[Collected data]
==========
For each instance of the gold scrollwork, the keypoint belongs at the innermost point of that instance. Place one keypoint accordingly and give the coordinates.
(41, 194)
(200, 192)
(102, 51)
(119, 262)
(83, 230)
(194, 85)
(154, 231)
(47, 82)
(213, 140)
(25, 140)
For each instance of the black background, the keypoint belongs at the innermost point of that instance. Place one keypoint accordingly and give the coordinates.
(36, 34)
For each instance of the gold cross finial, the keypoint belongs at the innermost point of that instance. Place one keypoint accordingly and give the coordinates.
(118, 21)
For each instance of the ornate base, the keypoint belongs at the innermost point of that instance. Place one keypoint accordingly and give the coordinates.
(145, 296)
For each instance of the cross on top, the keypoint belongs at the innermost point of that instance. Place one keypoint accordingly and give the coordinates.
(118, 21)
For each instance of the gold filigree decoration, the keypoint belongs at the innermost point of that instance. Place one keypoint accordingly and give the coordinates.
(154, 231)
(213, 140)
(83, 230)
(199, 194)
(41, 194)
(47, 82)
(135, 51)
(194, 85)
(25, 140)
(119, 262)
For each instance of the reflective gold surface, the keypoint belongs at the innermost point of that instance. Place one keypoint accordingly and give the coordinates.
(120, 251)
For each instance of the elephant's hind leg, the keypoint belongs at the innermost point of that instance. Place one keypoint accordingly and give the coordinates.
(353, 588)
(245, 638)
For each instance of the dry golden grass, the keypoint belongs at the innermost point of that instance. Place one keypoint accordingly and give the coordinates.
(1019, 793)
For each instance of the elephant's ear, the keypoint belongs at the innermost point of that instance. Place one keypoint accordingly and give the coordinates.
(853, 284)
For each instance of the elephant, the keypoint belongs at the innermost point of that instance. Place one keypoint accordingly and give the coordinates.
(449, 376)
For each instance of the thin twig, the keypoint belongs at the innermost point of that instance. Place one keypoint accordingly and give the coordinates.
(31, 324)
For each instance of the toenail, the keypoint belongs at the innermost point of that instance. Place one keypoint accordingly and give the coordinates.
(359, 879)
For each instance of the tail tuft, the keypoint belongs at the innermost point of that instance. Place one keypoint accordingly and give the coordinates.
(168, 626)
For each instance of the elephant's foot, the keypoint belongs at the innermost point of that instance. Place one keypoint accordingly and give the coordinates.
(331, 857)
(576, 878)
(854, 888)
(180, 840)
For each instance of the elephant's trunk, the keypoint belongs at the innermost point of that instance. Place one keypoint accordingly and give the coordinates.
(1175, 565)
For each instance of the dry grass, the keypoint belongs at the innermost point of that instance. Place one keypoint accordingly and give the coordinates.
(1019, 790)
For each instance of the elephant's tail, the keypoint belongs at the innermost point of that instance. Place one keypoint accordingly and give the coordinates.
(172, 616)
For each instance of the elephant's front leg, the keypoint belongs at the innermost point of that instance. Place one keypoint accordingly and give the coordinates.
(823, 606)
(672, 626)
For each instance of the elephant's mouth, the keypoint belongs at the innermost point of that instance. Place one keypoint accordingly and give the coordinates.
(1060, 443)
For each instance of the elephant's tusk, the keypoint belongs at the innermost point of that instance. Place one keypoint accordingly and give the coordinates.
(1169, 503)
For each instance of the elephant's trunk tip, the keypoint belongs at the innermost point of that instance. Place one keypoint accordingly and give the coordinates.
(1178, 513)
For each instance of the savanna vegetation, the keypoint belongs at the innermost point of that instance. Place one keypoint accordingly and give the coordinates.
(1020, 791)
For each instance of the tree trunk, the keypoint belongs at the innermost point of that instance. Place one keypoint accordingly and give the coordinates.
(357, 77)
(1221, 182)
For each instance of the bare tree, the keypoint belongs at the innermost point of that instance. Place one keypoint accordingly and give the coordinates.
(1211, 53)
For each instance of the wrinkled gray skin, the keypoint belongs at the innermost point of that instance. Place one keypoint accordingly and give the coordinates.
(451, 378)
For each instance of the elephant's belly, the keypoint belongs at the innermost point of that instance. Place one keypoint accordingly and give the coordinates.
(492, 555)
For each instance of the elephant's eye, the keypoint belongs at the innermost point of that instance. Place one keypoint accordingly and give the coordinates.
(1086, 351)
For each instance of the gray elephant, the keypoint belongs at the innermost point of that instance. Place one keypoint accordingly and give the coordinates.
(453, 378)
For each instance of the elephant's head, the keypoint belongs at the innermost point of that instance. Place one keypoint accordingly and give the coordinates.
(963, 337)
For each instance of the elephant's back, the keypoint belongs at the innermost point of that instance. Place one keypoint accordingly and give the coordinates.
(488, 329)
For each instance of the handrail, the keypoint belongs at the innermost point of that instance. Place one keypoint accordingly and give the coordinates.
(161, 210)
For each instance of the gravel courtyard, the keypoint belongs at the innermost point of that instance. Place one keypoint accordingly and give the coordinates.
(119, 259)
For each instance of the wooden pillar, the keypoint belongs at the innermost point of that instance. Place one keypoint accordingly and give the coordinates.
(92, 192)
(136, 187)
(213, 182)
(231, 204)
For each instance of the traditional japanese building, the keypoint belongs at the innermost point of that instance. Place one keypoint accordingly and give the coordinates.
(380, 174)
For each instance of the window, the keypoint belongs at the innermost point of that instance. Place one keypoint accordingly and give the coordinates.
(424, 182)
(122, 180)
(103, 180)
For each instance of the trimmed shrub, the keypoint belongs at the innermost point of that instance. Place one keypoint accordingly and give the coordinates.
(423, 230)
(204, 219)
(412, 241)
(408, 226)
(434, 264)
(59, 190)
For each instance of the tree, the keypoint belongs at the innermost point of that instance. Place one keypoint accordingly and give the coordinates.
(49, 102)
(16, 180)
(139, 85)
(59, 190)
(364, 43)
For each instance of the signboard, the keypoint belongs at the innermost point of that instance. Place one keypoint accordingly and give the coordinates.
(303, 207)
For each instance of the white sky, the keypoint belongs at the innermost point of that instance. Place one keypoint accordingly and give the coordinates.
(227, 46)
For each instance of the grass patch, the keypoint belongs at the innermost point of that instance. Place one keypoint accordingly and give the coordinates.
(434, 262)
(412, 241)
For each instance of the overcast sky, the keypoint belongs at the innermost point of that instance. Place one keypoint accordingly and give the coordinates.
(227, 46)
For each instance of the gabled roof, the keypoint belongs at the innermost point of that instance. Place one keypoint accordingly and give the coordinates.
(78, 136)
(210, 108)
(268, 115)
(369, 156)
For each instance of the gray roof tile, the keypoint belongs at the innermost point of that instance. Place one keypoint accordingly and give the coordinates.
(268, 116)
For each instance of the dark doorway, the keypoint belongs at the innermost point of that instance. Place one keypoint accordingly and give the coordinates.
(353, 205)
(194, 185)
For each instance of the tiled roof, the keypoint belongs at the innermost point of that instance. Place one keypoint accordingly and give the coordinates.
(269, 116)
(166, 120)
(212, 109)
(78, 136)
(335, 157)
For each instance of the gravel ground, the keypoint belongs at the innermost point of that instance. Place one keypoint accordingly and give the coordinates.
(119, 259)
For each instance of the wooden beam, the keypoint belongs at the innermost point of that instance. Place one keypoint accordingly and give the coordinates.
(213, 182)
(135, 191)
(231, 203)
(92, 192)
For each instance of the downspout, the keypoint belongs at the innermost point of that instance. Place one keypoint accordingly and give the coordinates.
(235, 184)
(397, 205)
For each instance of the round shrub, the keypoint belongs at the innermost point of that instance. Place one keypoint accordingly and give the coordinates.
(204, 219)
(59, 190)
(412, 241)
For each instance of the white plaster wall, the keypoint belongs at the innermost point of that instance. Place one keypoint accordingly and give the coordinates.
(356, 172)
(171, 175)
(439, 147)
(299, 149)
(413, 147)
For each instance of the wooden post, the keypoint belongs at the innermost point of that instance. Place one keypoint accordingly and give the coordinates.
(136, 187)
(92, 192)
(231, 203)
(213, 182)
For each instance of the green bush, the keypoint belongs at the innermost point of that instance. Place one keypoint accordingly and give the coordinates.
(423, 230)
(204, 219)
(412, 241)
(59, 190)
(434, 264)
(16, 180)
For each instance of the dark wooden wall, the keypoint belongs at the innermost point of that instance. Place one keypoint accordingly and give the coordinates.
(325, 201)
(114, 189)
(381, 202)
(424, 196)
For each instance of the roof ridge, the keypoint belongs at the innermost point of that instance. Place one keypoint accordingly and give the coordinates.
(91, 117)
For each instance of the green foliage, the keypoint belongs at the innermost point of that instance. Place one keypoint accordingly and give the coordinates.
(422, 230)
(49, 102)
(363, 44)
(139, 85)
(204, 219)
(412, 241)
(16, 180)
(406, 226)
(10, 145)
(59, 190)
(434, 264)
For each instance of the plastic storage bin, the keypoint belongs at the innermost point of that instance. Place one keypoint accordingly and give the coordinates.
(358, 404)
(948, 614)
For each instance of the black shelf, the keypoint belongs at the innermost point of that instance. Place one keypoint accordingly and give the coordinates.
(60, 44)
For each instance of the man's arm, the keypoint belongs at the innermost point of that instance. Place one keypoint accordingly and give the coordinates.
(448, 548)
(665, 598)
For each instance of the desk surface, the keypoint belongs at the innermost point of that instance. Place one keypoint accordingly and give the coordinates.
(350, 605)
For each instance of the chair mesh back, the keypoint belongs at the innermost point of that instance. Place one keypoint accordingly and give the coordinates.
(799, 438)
==========
→ **What to do**
Would you give again, word for word, every line from the one with "For each instance of the black shelf, the" through the final line of the listing above?

→ **Exercise solution**
For each instance of the black shelf, the keypoint belongs at the innermost point of that instance. Place one keypoint accordingly and give the coordinates.
(60, 44)
For each instance of the man's arm, the keypoint belongs at the innermost point of that instance. Place one keypoint accordingly and give the coordinates.
(448, 548)
(665, 598)
For each instance of the desk surface, the keypoint belongs at the innermost point of that instance. Place one keypoint accordingly and give the coordinates.
(350, 605)
For each instance of the chair mesh back, the keypoint belongs at the innermost point of that instance. Place one keypoint accordingly and give the coordinates.
(799, 438)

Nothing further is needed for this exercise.